* _CONSIGNE_:
Poursuivez le texte consacré à l'arrondissement de Batcham et au décès de son sous-préfet, en partant de sa dernière phrase.

* _EXTRAIT DU DOCUMENT_:
^^^^^^^^

Arrivé  à Batcham en provenance de Mamfé, dans la région voisine du Sud-Ouest, Eddy Joe Njinwa Muluh a remplacé Emile Mooh, le sous-préfet qui, le premier,  a géré le dossier de la mort du chef Batcham Sonkoue Tatang. Lors de la cérémonie de passation de commandement le nouveau sous-préfet avait reçu comme principale instruction du préfet du département des Bamboutos de peser de tout son poids pour que la lumière soit faite sur le dossier de la succession à la chefferie Batcham.
Il était question pour cet administrateur civil de 55 ans de faciliter le déroulement de la procédure judiciaire, en fournissant toutes les informations nécessaires à l’enquête, et de permettre aux notables compétents de préparer le processus de la désignation du prochain chef Batcham. Un dossier qui tardait à trouver une solution. Avec le décès du sous-préfet Njinwa Muluh,on imagine qu’il va prendre encore du retard.
Honoré Feukouo
L’adjoint d’arrondissement fait la navette
C’est de la préfecture de Mbouda que viennent désormais les instructions.
Après le décès du sous-préfet Eddy Joe Njinwa Muluh, le 29 septembre 2010, des scellés ont été posés à l’entrée du bureau qu’il occupait. La vie, toutefois, poursuit normalement son cours, même s’il faut attendre plus longtemps pour la signature de certains documents, par exemple. L’adjoint d’arrondissement actuellement en poste, qui assure plus ou moins l’intérim à la tête de l’arrondissement, ne peut pas signer tous les actes  dévolus au sous-préfet. Nous n’avons pas pu joindre l’adjoint d’arrondissement, malgré toutes nos tentatives et les différents rendez-vous qu’il nous a donnés.

^^^^^^^^

* _DONNÉES FOURNIES_:
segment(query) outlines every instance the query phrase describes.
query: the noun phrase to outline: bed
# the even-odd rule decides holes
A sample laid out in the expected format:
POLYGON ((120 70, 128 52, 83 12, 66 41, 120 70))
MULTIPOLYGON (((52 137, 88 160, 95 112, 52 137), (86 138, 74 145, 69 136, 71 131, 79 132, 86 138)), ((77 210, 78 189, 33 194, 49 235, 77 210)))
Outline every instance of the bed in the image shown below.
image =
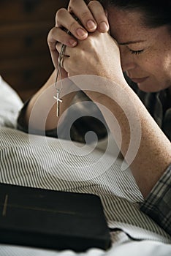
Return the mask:
POLYGON ((23 102, 1 78, 0 102, 0 182, 98 195, 108 226, 122 230, 111 233, 108 251, 92 248, 76 253, 0 244, 0 255, 171 255, 170 236, 139 210, 142 196, 129 168, 121 170, 121 159, 113 157, 111 151, 103 151, 102 143, 96 149, 79 143, 73 147, 69 141, 18 131, 16 118, 23 102))

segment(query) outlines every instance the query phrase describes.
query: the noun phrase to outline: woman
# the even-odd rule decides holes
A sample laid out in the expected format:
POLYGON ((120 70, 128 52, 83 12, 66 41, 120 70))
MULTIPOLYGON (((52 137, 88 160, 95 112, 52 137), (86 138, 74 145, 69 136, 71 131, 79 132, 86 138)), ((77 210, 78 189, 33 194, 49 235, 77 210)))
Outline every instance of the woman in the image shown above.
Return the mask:
MULTIPOLYGON (((70 82, 64 89, 66 91, 70 89, 70 86, 73 87, 72 91, 75 86, 81 87, 80 81, 75 77, 72 78, 75 75, 96 75, 111 82, 96 84, 95 79, 89 87, 81 89, 93 102, 100 103, 98 106, 116 142, 118 145, 121 144, 122 154, 130 165, 142 194, 145 197, 148 195, 142 206, 142 210, 171 234, 169 216, 171 207, 169 205, 171 194, 169 140, 171 116, 171 4, 170 1, 165 1, 163 4, 153 1, 137 0, 102 2, 106 12, 99 1, 92 1, 87 6, 83 1, 71 0, 69 10, 61 9, 57 12, 56 26, 48 36, 52 59, 56 69, 61 43, 67 45, 61 63, 62 78, 69 76, 70 78, 70 82), (71 13, 78 18, 80 23, 75 20, 71 13), (110 34, 107 33, 109 25, 110 34), (69 29, 73 36, 66 33, 63 27, 69 29), (158 118, 163 131, 130 88, 128 83, 132 84, 132 81, 138 87, 134 91, 147 104, 153 117, 158 118), (91 90, 91 88, 94 91, 91 90), (140 91, 150 94, 142 94, 140 91), (159 105, 161 112, 159 118, 159 105), (104 109, 102 105, 110 110, 117 119, 121 133, 121 143, 120 136, 115 132, 117 127, 106 112, 106 108, 104 109), (138 118, 132 116, 133 105, 135 106, 138 118), (126 109, 126 115, 123 108, 123 110, 126 109), (133 129, 137 128, 137 124, 140 124, 141 127, 140 146, 133 160, 132 150, 129 147, 132 130, 128 116, 134 123, 135 128, 133 129), (164 220, 163 211, 165 211, 164 220)), ((25 124, 28 124, 34 108, 34 121, 34 121, 34 128, 43 129, 44 118, 39 118, 39 111, 47 108, 47 104, 45 106, 47 94, 43 96, 41 94, 54 83, 56 75, 56 71, 28 103, 25 113, 23 111, 23 114, 21 113, 25 124)), ((54 91, 50 94, 53 95, 54 91)), ((63 97, 65 94, 63 91, 61 114, 69 105, 75 92, 63 97)), ((50 97, 48 95, 48 99, 50 97)), ((47 129, 56 127, 58 118, 54 117, 56 108, 54 105, 48 113, 47 129)), ((19 118, 19 122, 21 122, 21 119, 19 118)))

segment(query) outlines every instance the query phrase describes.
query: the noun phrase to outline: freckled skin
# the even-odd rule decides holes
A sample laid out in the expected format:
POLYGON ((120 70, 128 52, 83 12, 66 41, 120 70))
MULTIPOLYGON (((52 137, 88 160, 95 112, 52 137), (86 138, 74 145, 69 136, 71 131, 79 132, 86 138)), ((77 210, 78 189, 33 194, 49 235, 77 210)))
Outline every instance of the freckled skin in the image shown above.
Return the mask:
POLYGON ((110 33, 118 43, 144 40, 119 45, 123 71, 131 78, 148 77, 138 84, 142 91, 154 92, 170 87, 171 34, 167 27, 145 27, 141 22, 142 15, 137 12, 128 12, 115 7, 107 11, 110 33), (144 50, 132 54, 129 49, 144 50))

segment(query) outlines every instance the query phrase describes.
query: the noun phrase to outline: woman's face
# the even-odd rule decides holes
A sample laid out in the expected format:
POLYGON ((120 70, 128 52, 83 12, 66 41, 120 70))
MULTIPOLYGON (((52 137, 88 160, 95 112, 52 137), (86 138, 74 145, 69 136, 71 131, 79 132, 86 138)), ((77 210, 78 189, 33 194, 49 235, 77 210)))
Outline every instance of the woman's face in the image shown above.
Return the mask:
POLYGON ((137 12, 107 10, 110 34, 118 42, 122 68, 144 91, 171 86, 171 35, 167 28, 148 29, 137 12))

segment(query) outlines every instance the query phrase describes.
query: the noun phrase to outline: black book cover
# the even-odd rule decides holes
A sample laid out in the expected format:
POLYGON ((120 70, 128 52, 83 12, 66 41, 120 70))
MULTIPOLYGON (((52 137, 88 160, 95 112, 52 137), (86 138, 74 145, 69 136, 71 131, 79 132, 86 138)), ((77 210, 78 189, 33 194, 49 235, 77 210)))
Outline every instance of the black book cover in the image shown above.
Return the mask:
POLYGON ((83 252, 110 236, 96 195, 0 184, 0 242, 83 252))

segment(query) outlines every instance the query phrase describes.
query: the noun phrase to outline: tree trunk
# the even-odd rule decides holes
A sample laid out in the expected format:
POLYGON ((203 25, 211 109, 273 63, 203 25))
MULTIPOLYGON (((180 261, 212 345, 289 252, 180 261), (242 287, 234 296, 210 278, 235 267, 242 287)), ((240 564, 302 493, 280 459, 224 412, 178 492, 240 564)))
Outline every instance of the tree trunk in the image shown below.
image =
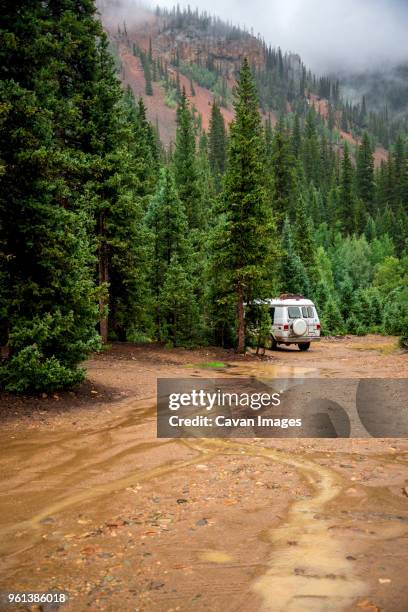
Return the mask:
MULTIPOLYGON (((104 283, 108 283, 109 281, 109 268, 108 268, 108 253, 106 247, 106 237, 105 237, 105 219, 103 213, 99 216, 99 257, 98 257, 98 277, 99 277, 99 286, 104 283)), ((106 306, 108 305, 108 300, 105 297, 101 297, 99 299, 99 309, 100 312, 104 312, 106 310, 106 306)), ((108 315, 104 315, 99 321, 99 333, 101 334, 102 343, 106 344, 108 342, 108 315)))
POLYGON ((238 319, 237 353, 245 353, 244 288, 242 287, 242 285, 239 285, 238 287, 237 319, 238 319))

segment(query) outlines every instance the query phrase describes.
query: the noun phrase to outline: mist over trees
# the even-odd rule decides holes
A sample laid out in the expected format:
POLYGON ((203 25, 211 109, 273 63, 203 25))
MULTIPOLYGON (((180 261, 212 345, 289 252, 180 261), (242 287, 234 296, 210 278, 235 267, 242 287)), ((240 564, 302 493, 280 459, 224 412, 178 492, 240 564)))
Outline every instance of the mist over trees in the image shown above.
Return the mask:
MULTIPOLYGON (((407 346, 408 152, 395 125, 384 118, 392 144, 375 169, 363 105, 316 82, 330 124, 304 95, 313 77, 301 70, 294 89, 290 58, 265 47, 269 68, 244 61, 237 75, 229 129, 220 100, 204 133, 176 92, 166 152, 117 80, 93 2, 9 4, 2 20, 0 387, 72 388, 109 340, 244 350, 244 302, 281 291, 313 299, 325 334, 407 346), (356 147, 337 142, 339 121, 359 126, 356 147)), ((165 69, 144 62, 151 95, 165 69)))

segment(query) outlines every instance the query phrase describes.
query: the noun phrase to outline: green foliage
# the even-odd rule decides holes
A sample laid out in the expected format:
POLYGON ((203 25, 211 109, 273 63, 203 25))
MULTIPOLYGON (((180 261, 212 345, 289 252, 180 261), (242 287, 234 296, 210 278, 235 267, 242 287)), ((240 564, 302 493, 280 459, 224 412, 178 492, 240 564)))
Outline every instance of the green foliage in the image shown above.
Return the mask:
POLYGON ((183 91, 177 108, 176 149, 174 152, 174 176, 190 227, 199 227, 201 212, 198 207, 198 170, 193 121, 186 94, 183 91))
POLYGON ((217 190, 221 187, 221 177, 225 172, 226 166, 226 133, 224 118, 220 107, 213 102, 211 108, 211 120, 208 142, 208 158, 210 168, 216 182, 217 190))
POLYGON ((235 120, 230 127, 213 266, 222 270, 222 285, 235 295, 238 349, 243 351, 243 303, 266 290, 272 276, 274 249, 274 225, 265 188, 264 135, 247 60, 242 64, 235 95, 235 120))
POLYGON ((289 219, 286 218, 282 233, 283 256, 280 264, 281 290, 284 293, 310 295, 310 280, 306 268, 296 253, 289 219))
POLYGON ((159 294, 161 339, 172 346, 194 346, 202 340, 194 287, 174 254, 159 294))

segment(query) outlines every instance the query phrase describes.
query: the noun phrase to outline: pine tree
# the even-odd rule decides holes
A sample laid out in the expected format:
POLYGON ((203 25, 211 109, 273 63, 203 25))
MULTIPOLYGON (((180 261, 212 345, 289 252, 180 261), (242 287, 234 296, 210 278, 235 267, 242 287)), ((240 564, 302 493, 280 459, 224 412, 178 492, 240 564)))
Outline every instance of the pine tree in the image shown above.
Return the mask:
POLYGON ((283 256, 280 264, 281 289, 284 293, 310 295, 310 281, 306 269, 296 253, 289 219, 286 217, 282 232, 283 256))
POLYGON ((295 159, 299 159, 302 150, 302 133, 300 130, 300 119, 298 113, 295 115, 293 122, 293 130, 291 137, 292 155, 295 159))
POLYGON ((199 227, 202 211, 199 209, 198 172, 193 120, 183 90, 177 109, 176 148, 174 151, 174 176, 190 228, 199 227))
POLYGON ((347 142, 344 143, 339 191, 339 220, 343 231, 352 233, 354 221, 354 170, 347 142))
POLYGON ((78 149, 89 82, 74 66, 85 49, 95 61, 102 32, 93 3, 81 5, 69 19, 67 3, 9 3, 2 14, 0 309, 8 357, 0 387, 13 391, 78 384, 78 364, 99 344, 81 181, 90 164, 78 149), (65 45, 73 32, 75 49, 65 45))
POLYGON ((146 225, 152 234, 151 288, 155 301, 155 319, 159 338, 163 339, 169 321, 161 312, 161 291, 170 262, 176 257, 174 261, 177 261, 177 266, 181 265, 186 270, 191 264, 187 217, 169 168, 160 172, 157 191, 146 214, 146 225))
POLYGON ((291 154, 289 138, 282 124, 278 124, 275 129, 270 164, 273 180, 273 207, 276 211, 277 222, 281 227, 285 215, 290 214, 293 210, 296 198, 294 158, 291 154))
POLYGON ((366 210, 372 214, 374 207, 374 160, 367 132, 363 134, 357 153, 356 194, 362 200, 366 210))
POLYGON ((172 255, 159 294, 161 339, 173 346, 191 346, 201 339, 201 322, 188 273, 172 255))
POLYGON ((305 200, 299 196, 296 205, 296 220, 294 232, 294 248, 301 257, 308 278, 312 284, 318 279, 316 269, 316 243, 314 240, 313 223, 306 211, 305 200))
POLYGON ((306 180, 313 182, 317 186, 320 176, 320 156, 316 130, 316 112, 313 107, 306 115, 302 159, 306 180))
POLYGON ((213 264, 225 274, 236 305, 237 350, 245 350, 244 302, 271 277, 273 223, 265 189, 265 146, 258 96, 244 60, 234 100, 228 167, 220 204, 221 242, 213 264))
POLYGON ((221 186, 221 177, 225 171, 226 134, 224 118, 215 100, 211 108, 208 156, 217 190, 219 190, 221 186))

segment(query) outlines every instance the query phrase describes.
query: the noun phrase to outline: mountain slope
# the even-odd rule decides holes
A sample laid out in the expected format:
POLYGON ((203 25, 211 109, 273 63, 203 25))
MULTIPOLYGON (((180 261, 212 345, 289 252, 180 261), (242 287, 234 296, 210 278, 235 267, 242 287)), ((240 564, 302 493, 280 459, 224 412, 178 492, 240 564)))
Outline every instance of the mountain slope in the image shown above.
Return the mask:
POLYGON ((336 78, 316 77, 298 55, 283 54, 247 31, 198 11, 176 8, 153 13, 135 6, 124 14, 119 0, 99 4, 121 79, 136 97, 144 99, 148 117, 165 145, 174 140, 176 102, 183 87, 205 130, 214 99, 220 102, 226 123, 232 120, 232 89, 247 57, 265 120, 270 117, 274 124, 280 114, 292 112, 305 117, 313 107, 331 131, 335 148, 341 149, 344 140, 358 144, 368 129, 376 144, 376 165, 387 158, 384 145, 388 147, 392 138, 387 122, 357 103, 344 102, 336 78))

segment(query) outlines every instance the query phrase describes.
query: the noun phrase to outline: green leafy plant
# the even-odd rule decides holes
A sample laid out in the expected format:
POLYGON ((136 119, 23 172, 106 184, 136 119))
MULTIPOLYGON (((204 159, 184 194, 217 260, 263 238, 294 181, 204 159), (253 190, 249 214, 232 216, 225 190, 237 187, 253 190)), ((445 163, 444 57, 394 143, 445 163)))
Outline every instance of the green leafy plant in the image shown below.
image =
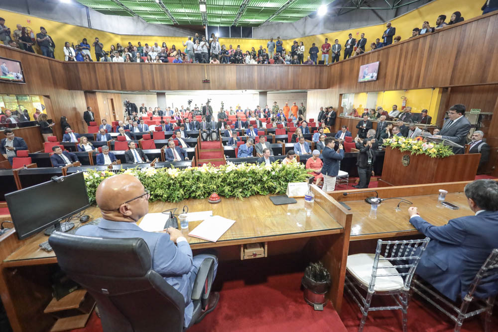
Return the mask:
POLYGON ((399 149, 401 152, 408 151, 411 154, 425 154, 431 158, 444 158, 454 154, 451 146, 399 136, 384 139, 382 145, 399 149))
MULTIPOLYGON (((255 195, 285 194, 287 184, 302 182, 309 176, 299 163, 271 165, 229 163, 218 167, 210 164, 202 167, 131 168, 119 174, 131 174, 140 180, 150 193, 150 201, 180 202, 189 198, 204 199, 213 193, 224 197, 243 199, 255 195)), ((91 203, 105 179, 116 173, 108 171, 84 172, 91 203)))

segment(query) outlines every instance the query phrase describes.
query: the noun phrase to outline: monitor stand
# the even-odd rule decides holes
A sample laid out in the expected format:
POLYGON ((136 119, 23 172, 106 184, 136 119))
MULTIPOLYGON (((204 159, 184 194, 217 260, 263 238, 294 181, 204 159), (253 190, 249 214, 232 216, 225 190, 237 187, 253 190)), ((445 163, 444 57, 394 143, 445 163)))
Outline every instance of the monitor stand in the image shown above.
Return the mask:
POLYGON ((73 222, 63 222, 62 223, 57 222, 53 226, 50 226, 45 229, 45 235, 51 235, 56 230, 65 232, 71 229, 73 227, 74 227, 74 223, 73 222))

^^^^^^^^

* _RÉPONSE ATTENDUE_:
Toutefois, d’après les informations que nous avons recueillies sur place, l’adjoint d’arrondissement se rend tôt chaque matin à Mbouda, où il soumet les dossiers courants au préfet du département. Les instructions du préfet sont transmises à ses collaborateurs les plus proches, qui à leur tour relayent l’information aux usagers.
HF
 
«Le collège des 9» gère la chefferie
C’est ce groupe de notables qui s’occupe des affaires courantes depuis le décès du chef.
De petits groupes gèrent, de manière provisoire, la chefferie Batcham depuis le décès du chef. Sur  le plan traditionnel, le collège des 9, selon une source bien introduite, assume l’intérim. Selon une source à la chefferie, il organise le travail des soldats du chef, chargés d’assurer la garde de la chefferie, et veille au respect des us et coutumes. C’est le cas, par exemple, pour l’organisation des sorties des danses traditionnelles.
La même source nous affirme que depuis le départ précipité de certaines épouses du défunt chef, ces gestionnaires ont également pour mission de veiller à ce que toutes les veuves du défunt chef ne désertent pas la chefferie.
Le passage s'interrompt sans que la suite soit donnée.